**EXERCISE AIM**.
Set down exactly the lines from the one containing "pole. Keep to one point per instance." through the end of the records below, both included, and nothing else.

**RECORDS FOR THIS TASK**.
#####

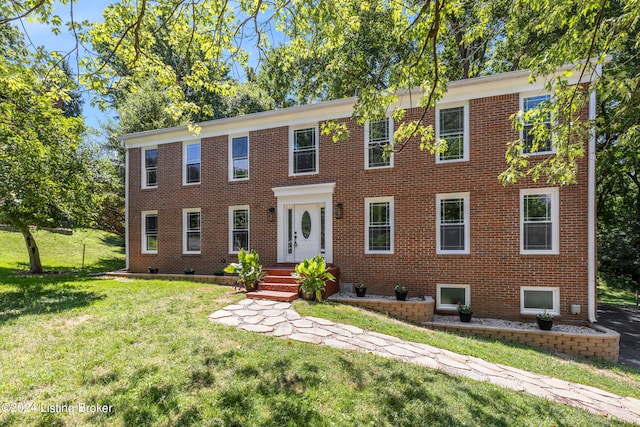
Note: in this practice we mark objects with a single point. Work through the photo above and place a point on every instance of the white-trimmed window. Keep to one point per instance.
(150, 232)
(191, 163)
(538, 299)
(303, 150)
(191, 226)
(379, 228)
(448, 297)
(535, 103)
(239, 158)
(150, 167)
(452, 218)
(377, 136)
(452, 125)
(539, 221)
(238, 228)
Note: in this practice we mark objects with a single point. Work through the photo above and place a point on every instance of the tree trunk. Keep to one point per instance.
(34, 253)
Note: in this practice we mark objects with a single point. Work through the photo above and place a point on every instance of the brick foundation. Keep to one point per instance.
(413, 311)
(605, 345)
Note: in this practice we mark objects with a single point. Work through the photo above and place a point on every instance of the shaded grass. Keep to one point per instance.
(146, 349)
(613, 377)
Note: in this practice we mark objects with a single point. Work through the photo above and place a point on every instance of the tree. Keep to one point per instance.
(46, 175)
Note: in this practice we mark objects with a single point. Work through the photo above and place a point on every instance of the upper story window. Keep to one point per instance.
(379, 228)
(452, 235)
(452, 125)
(191, 156)
(542, 144)
(150, 232)
(191, 226)
(303, 151)
(539, 221)
(239, 158)
(238, 228)
(377, 136)
(150, 167)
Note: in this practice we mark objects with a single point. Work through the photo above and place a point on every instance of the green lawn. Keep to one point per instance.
(146, 349)
(614, 295)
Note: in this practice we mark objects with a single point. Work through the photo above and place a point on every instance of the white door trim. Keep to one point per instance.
(305, 194)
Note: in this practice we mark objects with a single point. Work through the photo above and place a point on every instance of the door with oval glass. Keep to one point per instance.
(305, 231)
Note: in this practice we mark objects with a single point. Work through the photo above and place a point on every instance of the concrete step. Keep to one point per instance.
(273, 295)
(281, 287)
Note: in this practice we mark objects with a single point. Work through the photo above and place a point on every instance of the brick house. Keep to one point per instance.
(443, 225)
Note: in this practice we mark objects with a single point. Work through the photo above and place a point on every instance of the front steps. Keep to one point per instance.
(279, 285)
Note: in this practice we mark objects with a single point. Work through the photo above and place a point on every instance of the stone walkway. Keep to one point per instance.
(280, 320)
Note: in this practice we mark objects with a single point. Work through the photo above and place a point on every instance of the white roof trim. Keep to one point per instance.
(461, 90)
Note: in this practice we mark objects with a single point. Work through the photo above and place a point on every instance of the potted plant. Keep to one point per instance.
(545, 321)
(401, 292)
(311, 274)
(465, 312)
(248, 269)
(361, 289)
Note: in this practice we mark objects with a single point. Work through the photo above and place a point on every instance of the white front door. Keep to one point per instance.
(305, 228)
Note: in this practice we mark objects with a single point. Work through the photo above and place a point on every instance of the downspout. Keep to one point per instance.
(126, 205)
(591, 253)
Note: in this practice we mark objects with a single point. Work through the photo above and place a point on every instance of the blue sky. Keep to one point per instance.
(38, 34)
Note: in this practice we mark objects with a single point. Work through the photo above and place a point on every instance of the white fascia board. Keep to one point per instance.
(461, 90)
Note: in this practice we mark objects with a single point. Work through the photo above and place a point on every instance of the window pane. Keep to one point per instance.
(152, 243)
(453, 296)
(544, 144)
(377, 157)
(380, 238)
(193, 173)
(452, 211)
(241, 168)
(151, 158)
(240, 147)
(193, 153)
(542, 300)
(152, 177)
(240, 240)
(452, 121)
(240, 219)
(379, 213)
(452, 237)
(304, 162)
(193, 220)
(537, 236)
(304, 139)
(537, 207)
(193, 241)
(151, 223)
(379, 131)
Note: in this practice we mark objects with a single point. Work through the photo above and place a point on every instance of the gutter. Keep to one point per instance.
(591, 232)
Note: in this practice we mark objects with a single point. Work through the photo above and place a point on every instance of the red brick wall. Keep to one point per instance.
(494, 269)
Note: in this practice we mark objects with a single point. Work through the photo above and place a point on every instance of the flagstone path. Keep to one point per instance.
(280, 320)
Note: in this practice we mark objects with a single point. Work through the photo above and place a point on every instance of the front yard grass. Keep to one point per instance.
(146, 350)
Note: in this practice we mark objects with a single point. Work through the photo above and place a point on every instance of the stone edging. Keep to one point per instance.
(605, 345)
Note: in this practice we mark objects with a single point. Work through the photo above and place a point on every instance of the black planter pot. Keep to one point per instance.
(545, 325)
(465, 317)
(401, 296)
(360, 292)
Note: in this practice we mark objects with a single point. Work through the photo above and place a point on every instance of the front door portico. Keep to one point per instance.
(305, 223)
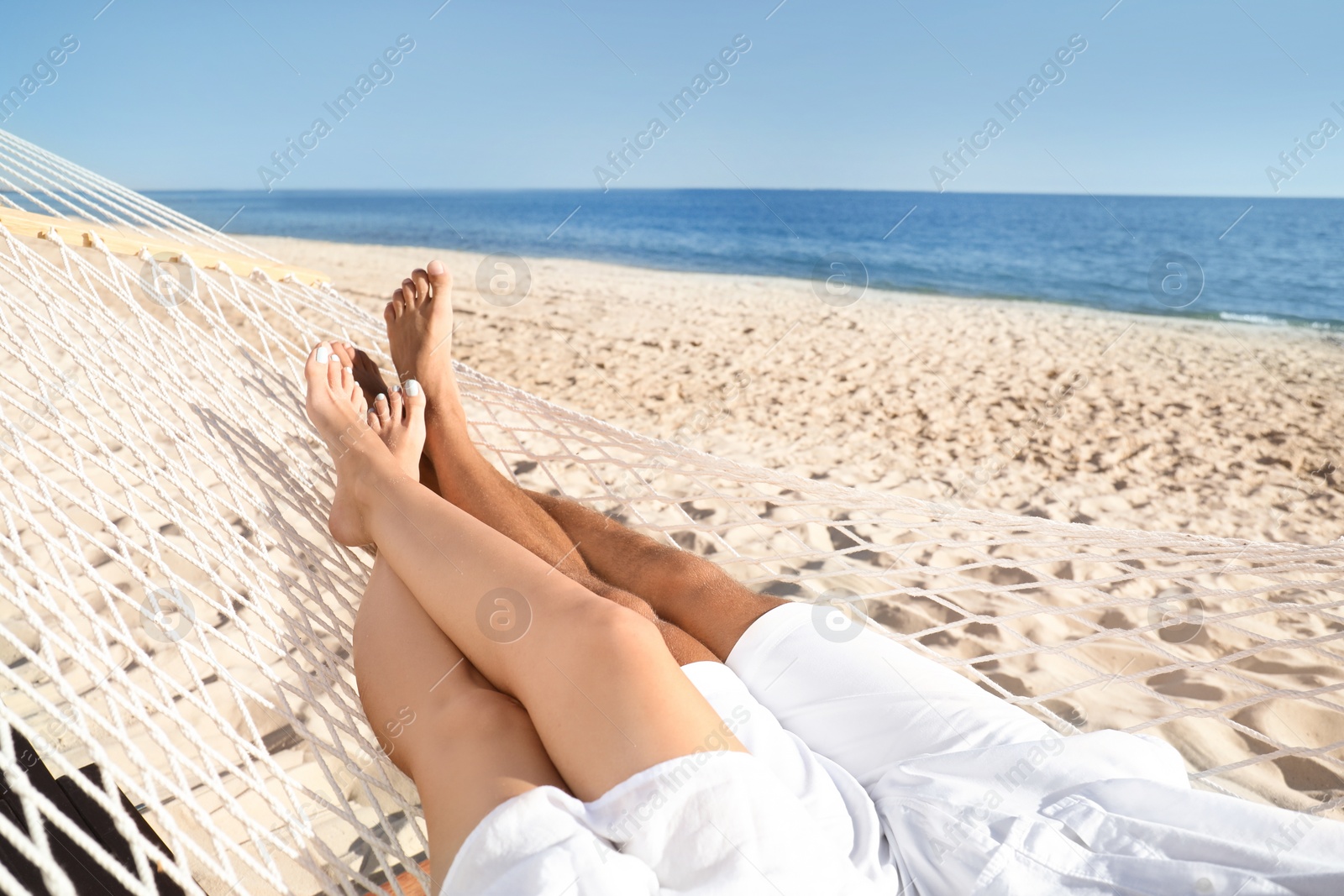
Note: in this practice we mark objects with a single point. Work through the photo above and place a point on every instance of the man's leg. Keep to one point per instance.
(601, 689)
(859, 698)
(467, 746)
(420, 331)
(685, 590)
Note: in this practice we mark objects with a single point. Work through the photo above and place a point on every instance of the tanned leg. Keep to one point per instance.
(685, 590)
(467, 746)
(601, 688)
(420, 328)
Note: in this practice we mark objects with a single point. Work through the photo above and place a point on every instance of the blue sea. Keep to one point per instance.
(1269, 261)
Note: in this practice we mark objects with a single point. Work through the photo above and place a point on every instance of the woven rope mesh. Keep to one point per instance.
(172, 609)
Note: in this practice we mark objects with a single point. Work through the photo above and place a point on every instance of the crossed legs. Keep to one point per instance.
(468, 746)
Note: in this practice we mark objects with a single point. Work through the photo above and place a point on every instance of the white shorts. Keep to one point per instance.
(779, 821)
(877, 770)
(978, 797)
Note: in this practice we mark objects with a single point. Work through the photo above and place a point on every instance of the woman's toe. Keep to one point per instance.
(440, 280)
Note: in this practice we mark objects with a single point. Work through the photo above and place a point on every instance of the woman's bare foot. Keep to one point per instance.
(366, 371)
(420, 331)
(336, 407)
(398, 418)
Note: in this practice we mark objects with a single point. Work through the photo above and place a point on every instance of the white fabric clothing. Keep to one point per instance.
(711, 824)
(978, 797)
(837, 804)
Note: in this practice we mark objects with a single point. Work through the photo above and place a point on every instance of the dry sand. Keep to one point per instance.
(1073, 414)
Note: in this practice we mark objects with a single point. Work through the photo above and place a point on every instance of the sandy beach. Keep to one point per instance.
(1048, 410)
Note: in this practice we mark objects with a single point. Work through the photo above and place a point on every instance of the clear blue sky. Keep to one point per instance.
(1169, 97)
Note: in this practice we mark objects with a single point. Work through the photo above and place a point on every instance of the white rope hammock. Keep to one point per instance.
(174, 610)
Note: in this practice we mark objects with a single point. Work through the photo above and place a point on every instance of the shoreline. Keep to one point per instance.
(1034, 407)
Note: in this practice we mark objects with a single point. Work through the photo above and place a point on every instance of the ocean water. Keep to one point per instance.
(1253, 259)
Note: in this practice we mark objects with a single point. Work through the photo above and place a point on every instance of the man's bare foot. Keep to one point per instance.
(420, 331)
(366, 371)
(336, 407)
(398, 418)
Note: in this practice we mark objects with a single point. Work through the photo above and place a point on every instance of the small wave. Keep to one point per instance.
(1274, 322)
(1250, 318)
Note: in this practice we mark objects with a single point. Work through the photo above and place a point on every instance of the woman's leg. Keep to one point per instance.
(859, 699)
(602, 691)
(457, 472)
(467, 746)
(685, 590)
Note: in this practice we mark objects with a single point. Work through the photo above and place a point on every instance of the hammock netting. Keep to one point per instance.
(174, 613)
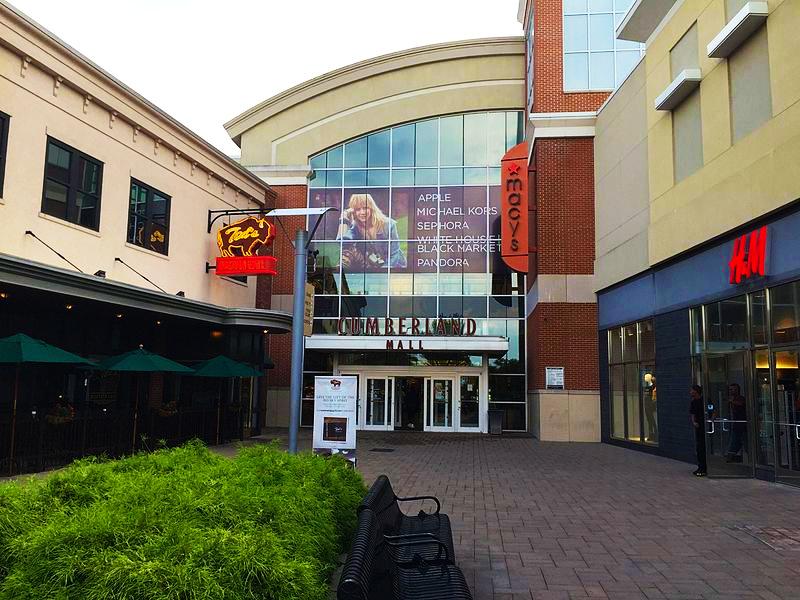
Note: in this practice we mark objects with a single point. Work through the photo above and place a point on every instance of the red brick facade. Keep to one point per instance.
(564, 198)
(280, 346)
(563, 335)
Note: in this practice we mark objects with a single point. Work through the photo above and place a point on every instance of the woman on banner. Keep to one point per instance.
(364, 220)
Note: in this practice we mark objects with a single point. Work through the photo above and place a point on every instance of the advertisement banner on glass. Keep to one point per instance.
(335, 416)
(554, 378)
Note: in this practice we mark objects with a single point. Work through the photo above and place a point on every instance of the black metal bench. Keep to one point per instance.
(374, 571)
(382, 500)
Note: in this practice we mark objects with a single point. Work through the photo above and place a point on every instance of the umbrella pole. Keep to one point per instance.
(13, 423)
(135, 414)
(219, 409)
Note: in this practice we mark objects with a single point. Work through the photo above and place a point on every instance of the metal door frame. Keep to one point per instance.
(715, 467)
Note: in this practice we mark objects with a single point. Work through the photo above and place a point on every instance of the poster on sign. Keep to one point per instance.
(335, 416)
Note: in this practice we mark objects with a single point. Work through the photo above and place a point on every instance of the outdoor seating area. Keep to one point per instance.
(62, 406)
(395, 555)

#####

**FINAL RESULT**.
Note: in this practice we mark objects with a single point. Work through the photo above and place a point on every instance of the umbrella pole. Keep to one point per instance.
(13, 423)
(135, 414)
(219, 409)
Note: in this practice we mark objects with a single point. Work through the photo above and place a point on every instance of the metal door frame. Keep to one point per instance.
(715, 467)
Note: in this practice we mark objects with a single point. Work through the photo above and place a point on every instance of the poster on sign. Keep to one point per instance.
(335, 416)
Note: in this practice we mark objects with a single point. Work through the photo above and place a point on every instance of the outdoor seating area. Keep to one point per instance.
(62, 406)
(395, 555)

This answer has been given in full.